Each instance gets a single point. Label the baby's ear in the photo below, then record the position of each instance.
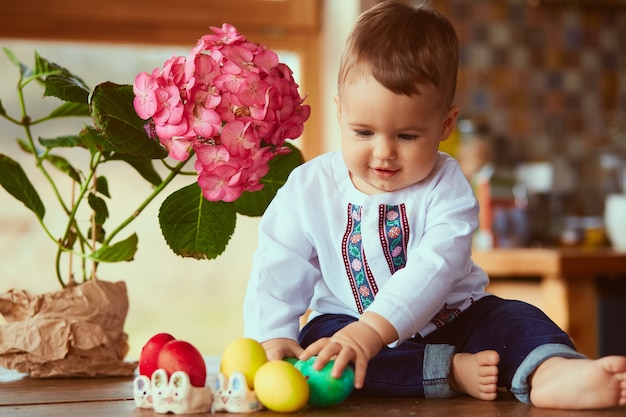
(237, 382)
(449, 123)
(180, 380)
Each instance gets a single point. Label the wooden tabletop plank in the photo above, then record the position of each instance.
(357, 407)
(26, 390)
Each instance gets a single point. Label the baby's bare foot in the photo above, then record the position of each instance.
(476, 374)
(580, 383)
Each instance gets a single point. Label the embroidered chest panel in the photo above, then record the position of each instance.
(393, 232)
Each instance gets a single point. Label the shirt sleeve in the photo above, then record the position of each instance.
(284, 269)
(440, 260)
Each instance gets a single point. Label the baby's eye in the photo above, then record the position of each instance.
(363, 133)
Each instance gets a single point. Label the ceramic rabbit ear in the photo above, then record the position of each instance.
(142, 391)
(237, 382)
(159, 379)
(219, 382)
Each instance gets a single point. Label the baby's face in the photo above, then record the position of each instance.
(390, 141)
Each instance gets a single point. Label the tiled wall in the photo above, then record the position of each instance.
(550, 78)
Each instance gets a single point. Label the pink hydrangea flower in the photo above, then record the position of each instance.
(231, 102)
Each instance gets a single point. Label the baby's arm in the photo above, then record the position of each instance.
(280, 348)
(358, 342)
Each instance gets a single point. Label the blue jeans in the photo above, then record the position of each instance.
(521, 333)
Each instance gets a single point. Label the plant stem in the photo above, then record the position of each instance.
(173, 173)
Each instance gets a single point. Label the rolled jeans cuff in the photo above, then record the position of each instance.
(520, 388)
(437, 362)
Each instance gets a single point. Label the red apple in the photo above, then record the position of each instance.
(150, 353)
(179, 355)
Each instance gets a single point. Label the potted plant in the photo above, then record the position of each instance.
(222, 114)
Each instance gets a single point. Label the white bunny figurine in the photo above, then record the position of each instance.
(142, 390)
(232, 395)
(177, 395)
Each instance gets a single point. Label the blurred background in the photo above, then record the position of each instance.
(542, 88)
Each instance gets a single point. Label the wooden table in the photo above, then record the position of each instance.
(567, 282)
(21, 396)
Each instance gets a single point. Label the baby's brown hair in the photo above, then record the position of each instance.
(403, 46)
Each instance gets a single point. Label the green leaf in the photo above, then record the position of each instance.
(61, 83)
(100, 234)
(14, 180)
(99, 207)
(121, 251)
(254, 203)
(25, 146)
(64, 166)
(114, 115)
(195, 227)
(94, 140)
(69, 109)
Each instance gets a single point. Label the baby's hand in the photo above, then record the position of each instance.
(277, 349)
(357, 343)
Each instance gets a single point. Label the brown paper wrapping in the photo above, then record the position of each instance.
(74, 332)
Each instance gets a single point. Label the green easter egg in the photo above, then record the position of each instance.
(324, 390)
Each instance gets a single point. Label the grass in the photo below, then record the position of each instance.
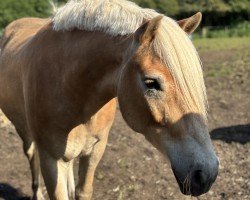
(220, 44)
(225, 57)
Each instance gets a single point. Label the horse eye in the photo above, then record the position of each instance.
(152, 84)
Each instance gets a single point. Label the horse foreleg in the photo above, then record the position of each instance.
(71, 181)
(55, 175)
(87, 167)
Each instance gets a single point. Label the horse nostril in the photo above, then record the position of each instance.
(199, 178)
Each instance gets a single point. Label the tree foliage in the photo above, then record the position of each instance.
(215, 12)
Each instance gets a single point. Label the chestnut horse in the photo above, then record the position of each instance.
(59, 79)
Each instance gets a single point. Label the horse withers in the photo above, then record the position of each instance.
(59, 78)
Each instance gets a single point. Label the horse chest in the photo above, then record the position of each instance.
(79, 141)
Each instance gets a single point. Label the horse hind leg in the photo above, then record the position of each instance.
(71, 181)
(30, 150)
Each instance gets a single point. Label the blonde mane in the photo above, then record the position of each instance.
(121, 17)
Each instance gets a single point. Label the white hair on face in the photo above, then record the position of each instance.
(121, 17)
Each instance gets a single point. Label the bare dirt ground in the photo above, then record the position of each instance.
(132, 169)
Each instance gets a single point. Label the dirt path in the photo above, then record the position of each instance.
(132, 169)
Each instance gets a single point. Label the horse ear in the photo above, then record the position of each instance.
(190, 24)
(146, 33)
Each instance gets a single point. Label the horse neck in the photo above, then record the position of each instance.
(92, 64)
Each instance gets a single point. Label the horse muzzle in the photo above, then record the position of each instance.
(198, 180)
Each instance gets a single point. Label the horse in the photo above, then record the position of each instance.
(60, 78)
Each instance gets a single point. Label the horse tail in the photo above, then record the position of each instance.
(54, 7)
——————————
TRY IT
Write out the records above exactly as they stand, leaving out every picture.

FINISHED TASK
Each instance gets a single point. Label the baby's ear in the photo below, then record the position of each instance.
(237, 382)
(449, 123)
(180, 380)
Each instance gets a single point. Label the wooden tabletop plank in the photo above, then record the position of each instance.
(357, 407)
(26, 390)
Each instance gets a single point. Label the baby's bare foot in the photo above, then record the position of each instance.
(476, 374)
(580, 383)
Each instance gets a single point. Label the embroidered chest panel in the photo above, then record the position of each instance.
(393, 232)
Each instance gets a single point. Label the shirt sleeve in the photo above, then record the position of each instance.
(284, 269)
(440, 260)
Each instance gets a single point. Label the baby's eye in the photo above, then record the position of each instance.
(363, 133)
Each instance gets a single point. Label the ceramic rabbit ear in the photo above, then record the position of each instance.
(142, 391)
(237, 382)
(159, 379)
(219, 382)
Each instance gets a single point. Label the baby's face in the photo above, then record the position of each instance.
(390, 141)
Each instance gets a single point. Label the tiled wall in the photo above, then record the position of each instance.
(550, 78)
Each instance gets a single point. Label the pink hydrangea flower in the photo above, then record the position of each instance.
(231, 102)
Each instance gets a single point. Label the baby's arm in the photo above, then record the position of each instance.
(280, 348)
(358, 342)
Each instance gets a single point. Label the blue jeans in the photo above, then record the position of each instance.
(521, 333)
Each instance gets a single point. Label the plant stem in the photo above, then record the position of each instance.
(173, 173)
Each instance gets a single point. Label the rolled jeans cuff in the photo above, then record the position of each instance.
(520, 388)
(437, 362)
Each instance gets a single point. Label the red apple in the photo above, then record the position of each instance.
(150, 353)
(179, 355)
Each instance gets a single point. Label the potted plant in the photo above, then record the position of each instance.
(222, 114)
Each instance gets a single point. Label the white bunny figurine in the photo above, then record the position of each instance.
(142, 390)
(232, 395)
(177, 395)
Each instance gets a single point. Label the blurred background in the photo above, then record the position of each instance.
(542, 88)
Each instance gets a single point. Label the wooden table in the photo above, then record the position of each instance.
(567, 282)
(21, 396)
Each instance gets a single point. Label the baby's brown hair in the photo above, then record the position of each instance.
(403, 46)
Each instance gets a single point. Label the green leaf in the photo above, then record the position of each instance.
(61, 83)
(100, 234)
(14, 180)
(99, 207)
(121, 251)
(254, 203)
(25, 146)
(64, 166)
(114, 115)
(195, 227)
(94, 140)
(69, 109)
Each instance gets a single point. Label the baby's hand in the photo above, then record the position of each instance.
(277, 349)
(357, 343)
Each instance gets a single point. Label the brown paper wrapping in the photo above, then record the position of each instance.
(74, 332)
Each instance gets a single point. Label the green easter egg in the photo above, then record the position of each instance.
(324, 390)
Each instance gets a single point. Label the grass in the photo below, then record the position of each instance.
(220, 44)
(225, 57)
Each instance gets a single point. Label the horse eye in the photo above, then record the position of each instance.
(152, 84)
Each instance gets a single point. Label the horse foreleg in the photo above, then record the position of each instance.
(71, 181)
(55, 175)
(87, 167)
Each instance gets a single point. Label the horse nostril in the photo above, then record the position of each instance.
(199, 178)
Each instance gets a single point. Label the tree foliage in the photo above, then record the position of each instance.
(215, 12)
Each instance gets a single point. Label the chestnut horse in the photo above, then record the position of each instance.
(59, 79)
Each instance gets a single point. Label the horse withers in the photo above, then record the position of each instance.
(59, 78)
Each instance gets a single point. Label the horse chest in the photo above, then record the position of each instance.
(79, 141)
Each instance gets a single point. Label the horse hind leg in the photo above, then record the position of each instance.
(71, 181)
(30, 150)
Each instance gets a single point. Label the blonde mane in the photo above, then record the position of each instance.
(121, 17)
Each instance gets a single point. Label the white hair on face in the photo above, then record the position of each instance.
(121, 17)
Each instance gets a single point. Label the bare dirt ground in the photo above, then record the position of each instance.
(132, 169)
Each instance gets a single point. Label the dirt path in the photo above, then record the position of each instance.
(132, 169)
Each instance gets a single point. Label the horse ear in the photo above, then record the position of each instance.
(190, 24)
(146, 33)
Each instance gets a single point. Label the horse neck in the photo above, then record the position of each instance.
(92, 64)
Each instance gets a single point. Label the horse muzzle in the photo above, then record the position of each instance.
(198, 180)
Each instance gets a single point. Label the horse in the photo above, then record the position of each instance.
(60, 78)
Each instance gets a single point. Label the horse tail in the photo above, then record the position of each instance.
(54, 7)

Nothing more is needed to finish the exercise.